• Description of the task:
Reproduce the rows below verbatim, beginning at the line that contains "Objective — one marker per instance of the fingernail" and continuing through the last row.

——

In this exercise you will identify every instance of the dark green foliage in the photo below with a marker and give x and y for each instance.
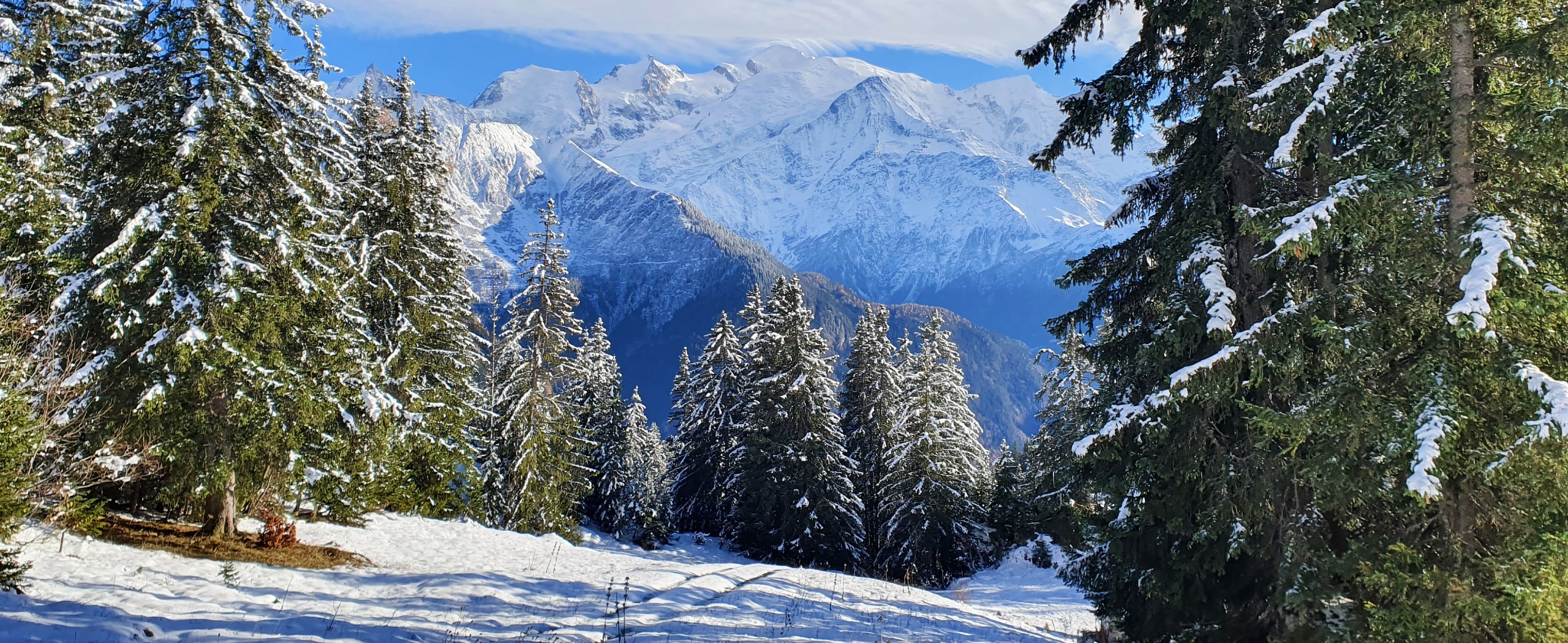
(209, 299)
(535, 460)
(938, 485)
(1325, 419)
(710, 413)
(871, 402)
(416, 297)
(796, 503)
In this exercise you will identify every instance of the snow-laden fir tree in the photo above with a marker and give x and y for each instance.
(57, 60)
(797, 501)
(869, 403)
(595, 397)
(535, 474)
(1012, 518)
(1327, 396)
(1049, 468)
(632, 487)
(212, 295)
(412, 452)
(938, 487)
(678, 389)
(712, 406)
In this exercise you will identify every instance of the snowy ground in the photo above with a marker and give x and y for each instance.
(449, 582)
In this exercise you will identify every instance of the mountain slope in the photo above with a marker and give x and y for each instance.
(902, 189)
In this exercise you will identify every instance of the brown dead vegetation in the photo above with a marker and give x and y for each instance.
(245, 548)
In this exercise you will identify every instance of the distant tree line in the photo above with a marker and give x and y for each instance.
(223, 291)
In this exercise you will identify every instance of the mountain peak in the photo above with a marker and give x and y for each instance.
(777, 57)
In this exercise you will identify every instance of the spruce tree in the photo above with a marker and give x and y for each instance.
(632, 485)
(535, 460)
(940, 484)
(212, 289)
(797, 501)
(1329, 419)
(595, 396)
(871, 400)
(707, 435)
(57, 68)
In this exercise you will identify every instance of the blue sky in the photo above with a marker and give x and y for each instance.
(460, 46)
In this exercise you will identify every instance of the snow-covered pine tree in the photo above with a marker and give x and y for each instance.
(211, 299)
(632, 485)
(415, 454)
(57, 60)
(1392, 261)
(797, 501)
(595, 396)
(871, 402)
(535, 473)
(940, 479)
(1012, 515)
(1049, 468)
(706, 438)
(1429, 259)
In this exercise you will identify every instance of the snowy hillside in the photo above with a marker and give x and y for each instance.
(435, 580)
(654, 267)
(894, 186)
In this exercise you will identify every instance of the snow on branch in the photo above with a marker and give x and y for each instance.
(1338, 71)
(1555, 397)
(1302, 225)
(1303, 38)
(1434, 424)
(1123, 416)
(1211, 257)
(1494, 236)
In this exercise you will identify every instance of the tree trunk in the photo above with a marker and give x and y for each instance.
(1462, 93)
(222, 512)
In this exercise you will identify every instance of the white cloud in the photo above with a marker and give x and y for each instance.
(989, 30)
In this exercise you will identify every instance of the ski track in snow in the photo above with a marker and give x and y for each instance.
(449, 582)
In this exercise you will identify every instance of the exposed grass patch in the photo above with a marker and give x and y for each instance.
(178, 538)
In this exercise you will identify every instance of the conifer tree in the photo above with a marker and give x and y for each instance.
(57, 62)
(797, 501)
(678, 391)
(211, 295)
(871, 400)
(595, 396)
(706, 438)
(632, 485)
(1012, 518)
(535, 460)
(1373, 208)
(940, 484)
(412, 451)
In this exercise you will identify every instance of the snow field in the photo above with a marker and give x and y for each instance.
(449, 582)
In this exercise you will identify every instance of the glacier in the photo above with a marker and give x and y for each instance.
(678, 192)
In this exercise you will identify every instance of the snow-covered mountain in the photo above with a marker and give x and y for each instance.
(902, 189)
(679, 192)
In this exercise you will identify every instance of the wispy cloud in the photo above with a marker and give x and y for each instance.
(989, 30)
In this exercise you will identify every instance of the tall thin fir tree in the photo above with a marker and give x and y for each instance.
(595, 396)
(632, 484)
(413, 449)
(940, 484)
(537, 473)
(678, 391)
(871, 400)
(211, 299)
(707, 435)
(797, 498)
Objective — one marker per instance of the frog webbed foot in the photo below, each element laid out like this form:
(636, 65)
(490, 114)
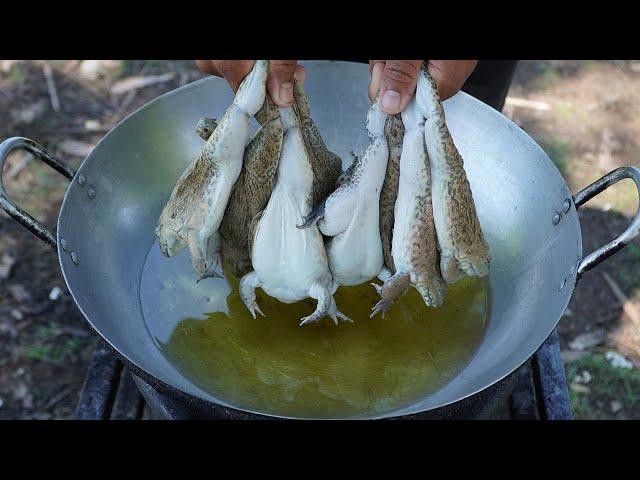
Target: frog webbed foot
(459, 263)
(392, 289)
(326, 307)
(205, 127)
(314, 217)
(432, 292)
(474, 264)
(248, 285)
(171, 242)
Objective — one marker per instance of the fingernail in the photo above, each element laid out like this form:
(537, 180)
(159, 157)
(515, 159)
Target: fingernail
(299, 76)
(286, 92)
(391, 100)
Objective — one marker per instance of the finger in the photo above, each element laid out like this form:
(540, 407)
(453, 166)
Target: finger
(233, 71)
(399, 84)
(301, 74)
(450, 75)
(376, 80)
(373, 62)
(280, 81)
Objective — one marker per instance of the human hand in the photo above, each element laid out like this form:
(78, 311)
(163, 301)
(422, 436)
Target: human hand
(398, 79)
(282, 73)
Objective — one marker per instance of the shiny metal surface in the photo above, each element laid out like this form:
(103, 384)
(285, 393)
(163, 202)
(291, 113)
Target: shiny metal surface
(132, 171)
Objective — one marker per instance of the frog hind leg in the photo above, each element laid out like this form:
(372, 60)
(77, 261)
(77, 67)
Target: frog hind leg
(248, 285)
(205, 254)
(326, 307)
(392, 289)
(314, 217)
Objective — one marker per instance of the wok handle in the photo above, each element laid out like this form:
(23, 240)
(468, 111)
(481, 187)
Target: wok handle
(22, 217)
(626, 237)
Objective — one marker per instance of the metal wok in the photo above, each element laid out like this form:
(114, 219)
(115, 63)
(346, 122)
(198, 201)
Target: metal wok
(106, 224)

——

• Answer to this task:
Objective — one marker per instance of the fingernail in the photo above, each element laid out like this form:
(537, 180)
(159, 157)
(515, 159)
Target: fingernail
(299, 76)
(286, 92)
(391, 100)
Objective — one marker per instance of the finger in the photo above, each element laid out like this form:
(540, 407)
(453, 166)
Target: finger
(233, 71)
(399, 84)
(301, 74)
(450, 75)
(376, 80)
(373, 62)
(280, 81)
Objective — one marker per instance of the human hand in the photo above, each element laid out like this form:
(78, 311)
(163, 301)
(422, 436)
Target: human hand
(398, 79)
(282, 73)
Objective — one marker per instance of the shiny metal surface in the photo above, each element laid out like this form:
(103, 384)
(285, 393)
(163, 202)
(291, 113)
Target: shiny metal surface
(132, 171)
Objective — one marker per instance of the frog hind leg in the photo above, each element laid out like this form:
(372, 60)
(77, 261)
(77, 67)
Target: frog hind leg
(248, 285)
(205, 254)
(326, 307)
(392, 289)
(314, 217)
Objective — one marker per instance of the wok handle in the photo above, each element laid out like this form:
(23, 240)
(468, 111)
(481, 187)
Target: wok handle
(22, 217)
(626, 237)
Objective — one marker per instance of the metal wok in the photo above, each element laid out like this form:
(114, 219)
(115, 63)
(346, 122)
(198, 201)
Target: metal wok
(106, 224)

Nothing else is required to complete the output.